▶ **Source document**

start

In chapter 6, Bernstein traces the decline of liberty of contract and the Supreme Court’s protection of economic property rights in favor of a narrower focus on civil liberties. The 1937 decision in the case of West Coast Hotel v. Parrish--in which the majority upheld a Washington state minimum-wage law--effectively ended the so-called Lochner era. Bernstein shows that when the Supreme Court began to defend civil liberties in the 1940s and 1950s, it did not do so based on liberty of contract principles laid out in Lochner. In the famous (at least in legal historian circles) footnote 4 in U.S. v. Carolene Products (1938), the Court articulated the kind of deference to state economic regulation of property rights that Progressive legal activists had dreamed of, while stating that civil liberties would be subject to much closer scrutiny (p. 104).
The story of Lochner might have ended with seeming demise of the liberty of contract doctrine in the 1930s, but Bernstein tells the fascinating story in chapter 7 of how legal scholars in the late 1960s and 1970s, on both the left and the right, brought the case to a new level of prominence--or more accurately, infamy. He describes how modern liberals embraced a new era of judicial activism in the post-Brown v. Board of Education era, culminating in the right to privacy cases of Griswold v. Connecticut and Roe v. Wade, in which the Supreme Court upheld the rights to contraceptives and abortion, respectively, under the Due Process Clause of the Fourteenth Amendment. Bernstein recounts how liberals, wary of reviving challenges to the economic regulations that they supported, went out of their way to declare that this kind of activism was not the unwarranted exercise of judicial power of the Lochner era, however. He also shows that conservatives took their shots at Lochner for their own ends. Conservatives who railed against this new judicial interference with state regulations that they supported revived and redirected the Progressive hostility to the Supreme Court and decried the return of Lochner-style overreach. Suddenly, Bernstein argues, what had been a notable but not overly influential case in the history of the Supreme Court gave its name to an entire era, and one that both liberals and conservatives agreed should be abandoned, if for different political reasons.

end

▶ **Some records**
start

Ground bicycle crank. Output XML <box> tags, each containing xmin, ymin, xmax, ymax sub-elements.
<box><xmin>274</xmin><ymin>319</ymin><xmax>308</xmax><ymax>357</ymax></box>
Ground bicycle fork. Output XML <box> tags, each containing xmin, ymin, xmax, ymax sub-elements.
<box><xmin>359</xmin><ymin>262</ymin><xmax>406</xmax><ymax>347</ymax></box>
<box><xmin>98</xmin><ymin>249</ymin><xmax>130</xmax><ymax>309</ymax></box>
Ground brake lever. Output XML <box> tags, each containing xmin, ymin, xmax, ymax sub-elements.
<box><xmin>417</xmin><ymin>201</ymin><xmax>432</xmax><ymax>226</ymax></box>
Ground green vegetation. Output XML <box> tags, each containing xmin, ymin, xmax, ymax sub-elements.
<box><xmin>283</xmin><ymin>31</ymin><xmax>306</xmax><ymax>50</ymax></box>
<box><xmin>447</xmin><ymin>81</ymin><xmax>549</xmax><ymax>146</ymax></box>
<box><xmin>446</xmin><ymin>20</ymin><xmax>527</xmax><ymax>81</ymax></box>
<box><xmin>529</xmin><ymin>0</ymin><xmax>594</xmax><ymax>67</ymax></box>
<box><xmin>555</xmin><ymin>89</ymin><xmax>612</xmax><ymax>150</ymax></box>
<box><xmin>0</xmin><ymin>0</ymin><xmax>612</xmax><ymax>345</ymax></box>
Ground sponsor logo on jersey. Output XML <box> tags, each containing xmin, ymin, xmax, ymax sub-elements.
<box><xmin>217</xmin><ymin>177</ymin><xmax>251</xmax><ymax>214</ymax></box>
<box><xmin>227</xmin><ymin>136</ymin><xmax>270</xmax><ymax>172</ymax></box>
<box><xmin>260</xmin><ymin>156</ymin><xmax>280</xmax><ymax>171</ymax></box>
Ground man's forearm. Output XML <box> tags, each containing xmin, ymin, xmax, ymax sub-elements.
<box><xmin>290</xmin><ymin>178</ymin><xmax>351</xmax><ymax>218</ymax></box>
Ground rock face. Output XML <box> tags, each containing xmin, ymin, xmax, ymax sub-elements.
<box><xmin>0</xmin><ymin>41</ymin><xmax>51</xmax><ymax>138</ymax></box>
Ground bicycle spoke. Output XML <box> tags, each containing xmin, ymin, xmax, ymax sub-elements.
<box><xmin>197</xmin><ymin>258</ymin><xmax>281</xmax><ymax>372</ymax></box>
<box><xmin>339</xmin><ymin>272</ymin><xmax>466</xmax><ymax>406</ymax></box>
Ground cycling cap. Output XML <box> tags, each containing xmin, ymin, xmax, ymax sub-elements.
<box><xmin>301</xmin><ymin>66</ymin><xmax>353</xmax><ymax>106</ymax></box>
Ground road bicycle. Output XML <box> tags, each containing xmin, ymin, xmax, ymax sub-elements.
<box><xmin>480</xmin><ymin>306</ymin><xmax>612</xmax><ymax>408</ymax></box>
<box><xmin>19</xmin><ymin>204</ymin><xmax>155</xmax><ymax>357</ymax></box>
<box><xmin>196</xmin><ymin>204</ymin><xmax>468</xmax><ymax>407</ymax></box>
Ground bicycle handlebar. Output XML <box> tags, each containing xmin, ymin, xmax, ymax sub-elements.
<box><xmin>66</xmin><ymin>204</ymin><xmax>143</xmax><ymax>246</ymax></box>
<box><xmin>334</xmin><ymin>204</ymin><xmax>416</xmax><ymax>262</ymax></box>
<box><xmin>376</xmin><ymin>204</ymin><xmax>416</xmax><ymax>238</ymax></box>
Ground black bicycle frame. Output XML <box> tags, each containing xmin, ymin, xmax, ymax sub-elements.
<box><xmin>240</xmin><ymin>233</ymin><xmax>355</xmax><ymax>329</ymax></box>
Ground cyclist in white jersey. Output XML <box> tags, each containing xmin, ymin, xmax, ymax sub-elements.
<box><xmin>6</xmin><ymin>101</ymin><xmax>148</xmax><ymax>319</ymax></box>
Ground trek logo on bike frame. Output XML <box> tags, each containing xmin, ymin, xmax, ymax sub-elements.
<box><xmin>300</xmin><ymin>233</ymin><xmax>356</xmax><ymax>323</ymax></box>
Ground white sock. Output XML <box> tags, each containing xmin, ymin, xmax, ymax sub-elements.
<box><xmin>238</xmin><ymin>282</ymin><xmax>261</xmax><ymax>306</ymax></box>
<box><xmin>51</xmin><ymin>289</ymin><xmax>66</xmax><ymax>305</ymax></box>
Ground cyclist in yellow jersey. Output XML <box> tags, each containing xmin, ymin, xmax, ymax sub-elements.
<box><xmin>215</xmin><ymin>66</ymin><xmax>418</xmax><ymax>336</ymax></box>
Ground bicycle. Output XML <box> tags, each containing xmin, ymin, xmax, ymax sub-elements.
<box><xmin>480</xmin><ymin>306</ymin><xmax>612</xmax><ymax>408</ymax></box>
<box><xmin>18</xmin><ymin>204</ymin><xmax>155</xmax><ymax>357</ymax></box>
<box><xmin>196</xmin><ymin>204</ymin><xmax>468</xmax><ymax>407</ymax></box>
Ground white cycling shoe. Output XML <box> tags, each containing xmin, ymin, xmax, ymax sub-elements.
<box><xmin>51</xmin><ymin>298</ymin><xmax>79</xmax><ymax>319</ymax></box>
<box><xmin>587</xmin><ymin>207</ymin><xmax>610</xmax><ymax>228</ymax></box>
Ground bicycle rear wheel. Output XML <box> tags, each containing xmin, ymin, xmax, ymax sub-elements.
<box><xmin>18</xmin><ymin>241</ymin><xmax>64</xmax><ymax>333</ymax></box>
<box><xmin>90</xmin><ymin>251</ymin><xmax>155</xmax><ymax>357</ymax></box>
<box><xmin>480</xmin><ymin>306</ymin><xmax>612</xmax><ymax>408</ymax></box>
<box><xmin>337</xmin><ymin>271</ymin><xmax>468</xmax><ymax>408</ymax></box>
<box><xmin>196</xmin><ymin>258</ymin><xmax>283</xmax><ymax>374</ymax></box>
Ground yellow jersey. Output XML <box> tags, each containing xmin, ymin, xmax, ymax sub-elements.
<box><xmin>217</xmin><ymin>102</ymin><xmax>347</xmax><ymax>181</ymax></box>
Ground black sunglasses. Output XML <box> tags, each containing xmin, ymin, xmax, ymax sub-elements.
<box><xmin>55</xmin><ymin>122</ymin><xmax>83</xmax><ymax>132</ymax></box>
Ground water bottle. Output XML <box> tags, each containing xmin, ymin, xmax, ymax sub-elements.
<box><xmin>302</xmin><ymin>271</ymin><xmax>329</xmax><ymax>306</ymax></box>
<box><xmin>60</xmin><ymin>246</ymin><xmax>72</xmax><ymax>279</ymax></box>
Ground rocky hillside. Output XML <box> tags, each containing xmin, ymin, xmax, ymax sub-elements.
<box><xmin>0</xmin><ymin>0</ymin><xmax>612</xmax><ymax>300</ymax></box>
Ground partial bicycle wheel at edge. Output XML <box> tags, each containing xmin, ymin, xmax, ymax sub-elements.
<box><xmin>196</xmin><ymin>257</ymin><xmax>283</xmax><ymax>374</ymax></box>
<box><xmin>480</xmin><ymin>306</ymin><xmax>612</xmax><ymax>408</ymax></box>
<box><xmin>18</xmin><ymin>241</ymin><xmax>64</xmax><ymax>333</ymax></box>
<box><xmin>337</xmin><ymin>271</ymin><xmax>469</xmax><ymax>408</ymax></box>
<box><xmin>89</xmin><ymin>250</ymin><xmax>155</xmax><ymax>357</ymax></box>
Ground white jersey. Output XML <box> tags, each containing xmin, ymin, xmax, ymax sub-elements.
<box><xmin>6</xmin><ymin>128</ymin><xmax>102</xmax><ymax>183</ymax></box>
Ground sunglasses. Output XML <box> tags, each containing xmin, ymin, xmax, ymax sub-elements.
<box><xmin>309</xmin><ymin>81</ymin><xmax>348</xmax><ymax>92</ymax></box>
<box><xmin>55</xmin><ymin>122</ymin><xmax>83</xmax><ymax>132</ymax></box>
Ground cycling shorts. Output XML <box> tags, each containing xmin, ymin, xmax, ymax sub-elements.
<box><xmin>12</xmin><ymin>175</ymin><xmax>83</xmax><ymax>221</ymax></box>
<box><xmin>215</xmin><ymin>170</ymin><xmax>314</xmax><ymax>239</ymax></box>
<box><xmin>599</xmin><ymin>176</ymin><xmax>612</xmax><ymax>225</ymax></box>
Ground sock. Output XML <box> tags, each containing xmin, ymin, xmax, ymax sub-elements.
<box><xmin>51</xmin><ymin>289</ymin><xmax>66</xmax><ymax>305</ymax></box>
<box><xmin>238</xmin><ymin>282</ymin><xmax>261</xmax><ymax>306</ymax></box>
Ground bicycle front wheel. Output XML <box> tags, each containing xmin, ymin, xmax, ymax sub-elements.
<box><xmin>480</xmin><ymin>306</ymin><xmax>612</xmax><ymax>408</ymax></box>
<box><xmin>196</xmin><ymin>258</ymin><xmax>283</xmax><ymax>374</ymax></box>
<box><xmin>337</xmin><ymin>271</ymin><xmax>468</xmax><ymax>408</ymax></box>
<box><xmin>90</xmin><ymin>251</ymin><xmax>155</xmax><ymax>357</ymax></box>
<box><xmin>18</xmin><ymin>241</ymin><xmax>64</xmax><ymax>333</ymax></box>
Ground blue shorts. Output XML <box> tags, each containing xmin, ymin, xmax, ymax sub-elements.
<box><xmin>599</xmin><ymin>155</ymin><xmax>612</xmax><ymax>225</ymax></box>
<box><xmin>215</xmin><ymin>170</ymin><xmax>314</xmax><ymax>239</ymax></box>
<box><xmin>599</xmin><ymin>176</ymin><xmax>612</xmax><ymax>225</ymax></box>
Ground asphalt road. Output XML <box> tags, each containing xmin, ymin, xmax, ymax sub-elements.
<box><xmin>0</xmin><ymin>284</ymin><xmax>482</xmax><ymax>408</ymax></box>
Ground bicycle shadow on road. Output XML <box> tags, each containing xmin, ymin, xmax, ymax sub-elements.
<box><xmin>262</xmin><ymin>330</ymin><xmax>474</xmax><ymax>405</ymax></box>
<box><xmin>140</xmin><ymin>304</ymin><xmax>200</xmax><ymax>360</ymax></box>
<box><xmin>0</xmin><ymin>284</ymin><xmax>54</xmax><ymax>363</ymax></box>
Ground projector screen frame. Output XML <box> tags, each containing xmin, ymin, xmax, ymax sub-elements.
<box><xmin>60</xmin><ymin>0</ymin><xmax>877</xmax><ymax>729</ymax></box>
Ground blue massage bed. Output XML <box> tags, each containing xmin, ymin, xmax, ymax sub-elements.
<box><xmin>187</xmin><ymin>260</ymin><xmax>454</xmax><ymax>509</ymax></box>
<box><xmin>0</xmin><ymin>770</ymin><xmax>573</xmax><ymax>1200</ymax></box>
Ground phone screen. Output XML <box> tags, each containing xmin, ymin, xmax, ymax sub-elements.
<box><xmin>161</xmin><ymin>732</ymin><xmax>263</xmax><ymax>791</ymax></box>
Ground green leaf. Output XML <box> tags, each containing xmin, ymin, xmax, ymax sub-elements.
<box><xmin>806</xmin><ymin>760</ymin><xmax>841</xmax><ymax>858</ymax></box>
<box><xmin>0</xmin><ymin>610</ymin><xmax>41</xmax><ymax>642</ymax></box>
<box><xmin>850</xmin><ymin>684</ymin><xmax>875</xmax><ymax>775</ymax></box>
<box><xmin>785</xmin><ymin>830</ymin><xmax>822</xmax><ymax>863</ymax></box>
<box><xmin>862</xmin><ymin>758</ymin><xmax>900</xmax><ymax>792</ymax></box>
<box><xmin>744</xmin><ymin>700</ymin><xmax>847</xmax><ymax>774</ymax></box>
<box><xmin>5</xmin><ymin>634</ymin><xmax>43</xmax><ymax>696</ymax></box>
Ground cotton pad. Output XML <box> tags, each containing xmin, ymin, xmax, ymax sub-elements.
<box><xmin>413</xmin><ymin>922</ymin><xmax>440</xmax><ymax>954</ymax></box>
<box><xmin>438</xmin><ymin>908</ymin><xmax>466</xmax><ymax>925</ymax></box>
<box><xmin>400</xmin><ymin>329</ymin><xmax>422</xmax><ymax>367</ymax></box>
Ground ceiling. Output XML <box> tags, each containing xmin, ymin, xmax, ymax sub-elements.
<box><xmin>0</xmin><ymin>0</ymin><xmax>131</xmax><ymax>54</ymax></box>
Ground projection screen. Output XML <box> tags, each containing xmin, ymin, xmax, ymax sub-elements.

end

▶ **Work instructions**
According to the passage, which 1937 Supreme Court decision effectively ended the Lochner era?

▶ **Task solution**
West Coast Hotel v. Parrish